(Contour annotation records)
——————————
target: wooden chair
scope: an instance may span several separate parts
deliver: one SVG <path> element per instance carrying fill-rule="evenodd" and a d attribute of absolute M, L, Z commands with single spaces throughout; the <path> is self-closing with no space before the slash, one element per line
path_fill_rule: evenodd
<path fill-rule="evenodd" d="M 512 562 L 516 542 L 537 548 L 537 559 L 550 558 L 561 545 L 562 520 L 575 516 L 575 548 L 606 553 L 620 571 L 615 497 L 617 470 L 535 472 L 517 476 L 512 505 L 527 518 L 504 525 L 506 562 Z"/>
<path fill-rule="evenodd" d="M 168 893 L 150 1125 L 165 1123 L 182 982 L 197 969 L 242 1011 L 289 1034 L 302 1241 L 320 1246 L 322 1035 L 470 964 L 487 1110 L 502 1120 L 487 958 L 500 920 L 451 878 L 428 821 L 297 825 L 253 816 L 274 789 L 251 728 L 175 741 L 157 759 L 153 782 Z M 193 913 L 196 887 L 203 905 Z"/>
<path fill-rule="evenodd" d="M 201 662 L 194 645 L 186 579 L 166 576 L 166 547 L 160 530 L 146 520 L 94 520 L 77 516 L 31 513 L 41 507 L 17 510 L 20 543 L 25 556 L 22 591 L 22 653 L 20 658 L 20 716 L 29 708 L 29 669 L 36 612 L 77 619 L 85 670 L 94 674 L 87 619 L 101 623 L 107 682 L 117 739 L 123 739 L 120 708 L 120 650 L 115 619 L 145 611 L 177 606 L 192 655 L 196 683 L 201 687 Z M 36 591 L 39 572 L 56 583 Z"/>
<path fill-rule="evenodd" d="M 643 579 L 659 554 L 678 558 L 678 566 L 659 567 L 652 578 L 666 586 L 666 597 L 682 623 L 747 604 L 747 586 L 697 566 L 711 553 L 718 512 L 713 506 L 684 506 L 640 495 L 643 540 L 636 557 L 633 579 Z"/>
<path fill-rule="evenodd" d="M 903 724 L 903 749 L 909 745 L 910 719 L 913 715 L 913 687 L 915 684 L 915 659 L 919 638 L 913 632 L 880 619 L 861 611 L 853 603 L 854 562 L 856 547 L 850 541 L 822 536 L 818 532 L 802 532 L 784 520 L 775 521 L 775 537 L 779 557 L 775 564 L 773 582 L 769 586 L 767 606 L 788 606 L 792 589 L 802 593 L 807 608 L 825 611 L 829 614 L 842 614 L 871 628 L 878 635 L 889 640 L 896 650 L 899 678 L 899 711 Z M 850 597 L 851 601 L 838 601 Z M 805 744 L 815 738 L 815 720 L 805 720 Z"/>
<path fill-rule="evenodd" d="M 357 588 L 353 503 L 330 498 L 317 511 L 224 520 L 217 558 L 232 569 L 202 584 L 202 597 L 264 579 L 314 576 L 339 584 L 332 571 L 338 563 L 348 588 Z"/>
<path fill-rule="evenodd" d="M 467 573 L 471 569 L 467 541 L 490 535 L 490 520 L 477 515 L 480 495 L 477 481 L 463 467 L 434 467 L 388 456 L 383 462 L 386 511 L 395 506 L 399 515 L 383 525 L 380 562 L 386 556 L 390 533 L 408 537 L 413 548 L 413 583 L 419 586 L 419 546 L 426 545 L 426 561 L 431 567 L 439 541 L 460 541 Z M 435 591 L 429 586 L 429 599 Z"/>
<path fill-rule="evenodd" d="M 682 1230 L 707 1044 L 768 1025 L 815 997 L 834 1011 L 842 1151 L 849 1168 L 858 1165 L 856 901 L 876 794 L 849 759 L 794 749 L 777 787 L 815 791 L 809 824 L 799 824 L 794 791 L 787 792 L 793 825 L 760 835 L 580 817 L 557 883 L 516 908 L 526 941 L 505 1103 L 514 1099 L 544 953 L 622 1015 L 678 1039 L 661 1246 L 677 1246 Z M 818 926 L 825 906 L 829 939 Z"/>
——————————
**WHAT IS ASKED:**
Write out the data above again, putting "folding chair" in place of "wooden chair" and keeping every other character unchanged.

**RESPONSE TO THIS TASK:**
target: folding chair
scope: an instance may span several separate parts
deliver: one SVG <path> element per instance carrying fill-rule="evenodd" and a d attribute of absolute M, L, Z commands with single spaces throughout; the <path> is self-closing with no space before the slash, one element per line
path_fill_rule: evenodd
<path fill-rule="evenodd" d="M 512 562 L 516 542 L 537 548 L 537 559 L 550 558 L 561 545 L 562 520 L 575 516 L 575 548 L 606 553 L 620 571 L 615 497 L 617 470 L 535 472 L 517 476 L 512 505 L 527 518 L 504 525 L 506 562 Z"/>
<path fill-rule="evenodd" d="M 168 893 L 150 1125 L 165 1123 L 182 982 L 197 969 L 242 1011 L 289 1034 L 302 1241 L 320 1246 L 322 1035 L 470 964 L 487 1110 L 502 1120 L 487 958 L 500 920 L 451 878 L 428 821 L 297 825 L 253 816 L 274 789 L 251 728 L 175 741 L 157 759 L 153 782 Z M 193 913 L 196 887 L 203 905 Z"/>
<path fill-rule="evenodd" d="M 201 662 L 194 645 L 186 579 L 166 576 L 166 547 L 160 530 L 146 520 L 94 520 L 77 516 L 31 513 L 41 507 L 17 510 L 20 543 L 25 556 L 22 591 L 22 653 L 20 658 L 20 716 L 29 708 L 29 669 L 36 612 L 77 619 L 85 670 L 94 674 L 87 619 L 101 623 L 107 682 L 117 739 L 123 739 L 120 708 L 120 650 L 115 619 L 145 611 L 177 606 L 192 655 L 196 683 L 201 687 Z M 36 591 L 39 572 L 56 583 Z"/>
<path fill-rule="evenodd" d="M 643 579 L 659 554 L 678 558 L 678 566 L 659 567 L 652 578 L 666 586 L 666 597 L 682 623 L 747 604 L 747 586 L 697 566 L 711 553 L 718 512 L 713 506 L 684 506 L 640 495 L 643 540 L 636 557 L 633 579 Z"/>
<path fill-rule="evenodd" d="M 903 724 L 903 749 L 909 745 L 910 719 L 913 715 L 913 687 L 915 684 L 915 659 L 919 638 L 913 632 L 880 619 L 861 611 L 853 603 L 854 562 L 856 547 L 850 541 L 822 536 L 818 532 L 802 532 L 784 520 L 775 521 L 775 537 L 779 557 L 775 564 L 773 582 L 769 586 L 767 606 L 788 606 L 792 589 L 802 593 L 807 608 L 825 611 L 829 614 L 842 614 L 871 628 L 878 635 L 889 640 L 896 650 L 899 678 L 899 711 Z M 850 597 L 851 601 L 838 601 Z M 805 744 L 815 738 L 815 720 L 805 720 Z"/>
<path fill-rule="evenodd" d="M 357 588 L 353 503 L 330 498 L 317 511 L 224 520 L 217 558 L 232 569 L 202 584 L 202 597 L 264 579 L 314 576 L 339 584 L 332 571 L 338 563 L 348 588 Z"/>
<path fill-rule="evenodd" d="M 467 573 L 471 569 L 467 541 L 490 535 L 490 520 L 477 515 L 480 495 L 477 481 L 463 467 L 434 467 L 388 456 L 383 462 L 386 511 L 395 506 L 399 515 L 383 525 L 380 562 L 386 556 L 390 533 L 408 537 L 413 548 L 413 583 L 419 586 L 419 546 L 426 545 L 426 561 L 431 567 L 439 541 L 460 541 Z M 435 591 L 429 586 L 429 599 Z"/>
<path fill-rule="evenodd" d="M 682 1230 L 707 1044 L 768 1025 L 815 997 L 834 1011 L 842 1151 L 849 1168 L 858 1165 L 856 901 L 876 794 L 849 759 L 794 749 L 777 787 L 815 791 L 809 824 L 799 824 L 794 791 L 787 792 L 793 825 L 760 835 L 580 817 L 557 883 L 516 908 L 526 941 L 505 1103 L 514 1099 L 544 953 L 622 1015 L 678 1039 L 661 1246 L 677 1246 Z M 818 926 L 825 906 L 829 939 Z"/>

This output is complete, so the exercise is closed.